◆ **INSTRUCTIONS TO FOLLOW**
Output all of the records exactly as written.

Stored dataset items
· · ·

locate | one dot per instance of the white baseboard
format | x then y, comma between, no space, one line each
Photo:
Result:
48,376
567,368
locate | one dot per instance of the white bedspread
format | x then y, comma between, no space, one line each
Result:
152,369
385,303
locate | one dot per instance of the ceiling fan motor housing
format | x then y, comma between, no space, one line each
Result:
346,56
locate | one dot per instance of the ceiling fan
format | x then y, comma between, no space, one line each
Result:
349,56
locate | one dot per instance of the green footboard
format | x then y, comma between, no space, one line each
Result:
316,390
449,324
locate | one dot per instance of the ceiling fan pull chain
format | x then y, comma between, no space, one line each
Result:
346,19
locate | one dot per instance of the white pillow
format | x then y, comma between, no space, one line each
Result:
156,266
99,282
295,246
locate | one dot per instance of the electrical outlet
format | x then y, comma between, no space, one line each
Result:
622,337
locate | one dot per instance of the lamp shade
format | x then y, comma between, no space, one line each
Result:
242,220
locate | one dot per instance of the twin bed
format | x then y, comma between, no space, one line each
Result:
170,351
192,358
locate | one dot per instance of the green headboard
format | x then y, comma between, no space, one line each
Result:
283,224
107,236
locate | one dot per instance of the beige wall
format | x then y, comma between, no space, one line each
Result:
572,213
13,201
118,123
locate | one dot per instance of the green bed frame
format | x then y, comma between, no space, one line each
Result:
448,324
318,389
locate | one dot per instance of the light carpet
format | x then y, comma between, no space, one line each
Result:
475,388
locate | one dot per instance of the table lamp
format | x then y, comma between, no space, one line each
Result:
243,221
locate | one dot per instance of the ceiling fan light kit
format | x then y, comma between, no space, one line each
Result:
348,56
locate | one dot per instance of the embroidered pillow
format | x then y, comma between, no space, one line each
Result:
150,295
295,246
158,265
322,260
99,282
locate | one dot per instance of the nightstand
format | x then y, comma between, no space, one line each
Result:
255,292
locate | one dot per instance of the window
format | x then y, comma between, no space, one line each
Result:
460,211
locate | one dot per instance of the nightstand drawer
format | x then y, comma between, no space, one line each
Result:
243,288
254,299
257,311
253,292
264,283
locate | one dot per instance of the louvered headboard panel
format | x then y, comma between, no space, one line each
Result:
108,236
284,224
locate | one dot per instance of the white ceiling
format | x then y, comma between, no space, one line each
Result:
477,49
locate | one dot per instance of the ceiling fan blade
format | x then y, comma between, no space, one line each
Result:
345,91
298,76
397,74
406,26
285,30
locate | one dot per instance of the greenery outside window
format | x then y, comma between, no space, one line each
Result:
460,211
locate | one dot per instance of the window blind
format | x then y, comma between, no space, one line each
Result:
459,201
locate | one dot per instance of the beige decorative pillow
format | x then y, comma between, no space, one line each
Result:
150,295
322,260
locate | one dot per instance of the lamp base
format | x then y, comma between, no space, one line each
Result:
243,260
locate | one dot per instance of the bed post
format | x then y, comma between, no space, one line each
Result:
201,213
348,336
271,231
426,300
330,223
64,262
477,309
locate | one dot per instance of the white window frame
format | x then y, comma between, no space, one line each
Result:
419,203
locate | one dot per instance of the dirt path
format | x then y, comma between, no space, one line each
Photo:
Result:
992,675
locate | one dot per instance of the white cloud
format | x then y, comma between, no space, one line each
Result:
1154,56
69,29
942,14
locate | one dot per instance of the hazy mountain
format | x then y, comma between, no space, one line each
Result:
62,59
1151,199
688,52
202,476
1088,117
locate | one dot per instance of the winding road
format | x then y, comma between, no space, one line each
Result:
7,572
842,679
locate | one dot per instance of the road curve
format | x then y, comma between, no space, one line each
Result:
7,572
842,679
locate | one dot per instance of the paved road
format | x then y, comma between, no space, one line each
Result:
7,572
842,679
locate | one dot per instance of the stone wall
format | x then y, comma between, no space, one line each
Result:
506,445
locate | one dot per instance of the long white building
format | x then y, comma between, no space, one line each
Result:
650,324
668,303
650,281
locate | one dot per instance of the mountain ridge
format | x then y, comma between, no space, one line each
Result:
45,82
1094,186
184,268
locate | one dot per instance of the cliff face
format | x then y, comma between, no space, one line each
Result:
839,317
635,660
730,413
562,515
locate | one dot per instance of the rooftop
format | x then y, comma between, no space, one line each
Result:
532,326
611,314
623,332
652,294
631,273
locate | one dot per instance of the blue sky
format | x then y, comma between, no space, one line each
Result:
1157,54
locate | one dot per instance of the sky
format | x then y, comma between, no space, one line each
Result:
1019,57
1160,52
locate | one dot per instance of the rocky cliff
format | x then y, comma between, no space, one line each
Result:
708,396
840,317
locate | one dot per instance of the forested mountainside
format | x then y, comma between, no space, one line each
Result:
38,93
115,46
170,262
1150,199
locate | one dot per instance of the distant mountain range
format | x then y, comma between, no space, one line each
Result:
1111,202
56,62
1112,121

· · ·

◆ **OUTPUT FOR THIS TASK**
locate | one dot per instance of the white baseboard
format | x then y, comma between, no space, one line each
Photo:
Result:
48,376
567,368
locate | one dot per instance of the white bedspread
format | x then y, comma between, no space, one line each
Result:
152,369
385,303
locate | one dot per instance of the ceiling fan motor housing
format | x then y, comma between, no space, one line each
Result:
346,56
locate | one dot per instance of the ceiling fan
format | x then y, comma between, no space, one line each
Result:
349,56
locate | one dot per instance of the green footboard
format | x then y, comma between, no space, one line each
Result:
316,390
449,324
locate | one dot per instance of the ceiling fan pull chain
format | x then y, comma between, no space, one line each
Result:
346,19
locate | one dot per instance of the white pillow
format | x then y, comma between, no space, one line each
Result:
156,266
99,282
295,246
locate | one dot per instance of the electrical outlet
format | x then y, comma between, no space, one line each
Result:
622,337
locate | one dot per instance of the lamp shade
format | x then y, comma between, no space, one line each
Result:
242,220
locate | one dot per instance of the twin bed
format | x then y, comma between, no space, one line each
Result:
170,351
192,358
locate | one dot per instance of the green headboard
format | x then y, comma between, no space, one line each
Result:
283,224
107,236
locate | one dot per instance of the beige wall
format | x then y, comma between, no space, one line each
Result:
572,213
13,201
118,123
locate | one dot per instance of the green bed frame
format | x then y, comma between, no space, one line each
Result:
448,324
318,389
locate | one dot per instance of the light carpet
format | x then y, comma between, no space, one line each
Result:
475,388
locate | one dot per instance of the table lamp
format | x then y, comma between, no space, one line each
Result:
243,221
locate | one dot per instance of the ceiling fan light kit
format | x then y, comma between, no space, one line each
Result:
348,56
locate | one dot per instance of the embroidered pillow
format | x then y, comma between, no space, one line each
Result:
150,295
295,246
158,265
322,260
99,282
locate | one dot per instance of the nightstand
format | x then y, comma between, no space, one line each
Result:
255,292
locate | one dot per instance of the window
format | x then y, comma between, no space, one line each
Result:
460,211
locate | one dot per instance of the nightstand drawer
format | x then y, comma between, no space, one line each
Result:
243,288
254,299
257,311
253,292
264,283
locate | one dot per instance of the louvered headboard panel
format | x then y, comma between, no space, one line each
Result:
108,236
284,224
locate | one dot per instance of the white ceiling
format | x then y, comma between, no space, one line each
Result:
477,49
locate | one dot per instance of the ceiling fan blade
format | x then y, comma between, no space, one line each
Result:
345,91
298,76
397,74
406,26
285,30
locate | one dot per instance of the greenery outside window
format | x then y, comma between, no space, one line each
Result:
460,211
locate | one dot per instance of the window blind
format | x then y, comma between, no space, one line each
Result:
459,201
locate | one dot per instance of the beige decorative pillow
format | x then y, comma between, no space, one line each
Result:
150,295
322,260
locate | one dot per instance of the lamp base
format | x then y, comma between, no space, one line each
Result:
243,260
locate | one dot per instance of the bed post
format | x then y, comma between, no space, one line each
Result:
201,213
348,336
271,231
426,300
330,223
64,262
477,309
locate | one dot per instance of the white window frame
format | x then y, comma between, no space, one line each
Result:
419,203
locate | one dot per instance of the dirt path
format | x then y, comma between, no space, one line each
Photo:
Result:
992,675
locate | one dot per instance of the white cloud
format | x then y, comma between, no space, one line each
Result:
1154,56
69,29
942,14
locate | one dot per instance of the hazy mountain
format | x then y, comma between, no space, one line each
Result:
62,59
1151,199
688,52
202,476
1088,117
locate | one dot per instance of the winding road
format | x then y, comma between, no space, one line each
Result:
7,572
842,679
locate | one dot per instance of the road curve
format | x then y, comma between, no space, one line each
Result:
7,572
842,679
locate | one dot per instance of the paved road
format | x then y, comma between, no space, one line each
Result:
7,572
842,679
locate | one dot per instance of the stone wall
format | x then y, comma between, no space, one line each
Result:
506,445
locate | one dot per instance of the long white building
format | x then y, comma between, no space, one line each
Result:
650,324
668,303
650,281
locate | one dot per instance of the mountain ridge
format | x then y, comma between, no space, one line each
Result:
45,82
1094,186
184,268
locate | one dot per instance of the cliff face
format | x then y, comma between, no space, one line each
Result:
839,317
635,660
730,413
562,515
locate | one dot per instance of the rooftop
format | x then y, comma between, no space, one line each
Result:
532,326
611,314
623,332
652,294
631,273
locate | one dot per instance of the blue sky
format | x then y, comma between, no space, one line each
Result:
1157,54
locate | one dot per instance of the sky
format | x then y, comma between, no space, one line each
Result:
1019,57
1160,52
locate | one dot per instance of the rocky cliff
format | x then y, comma between, no space, one line each
Result:
708,396
840,317
locate | one dot per instance of the forested mountainside
format | x then y, comma between, no space, one line each
Result:
38,93
115,46
170,262
1150,199
locate | one dot per instance of the distant mountain range
format | x then y, comma between, no space, one line each
Result:
1111,202
56,62
1112,121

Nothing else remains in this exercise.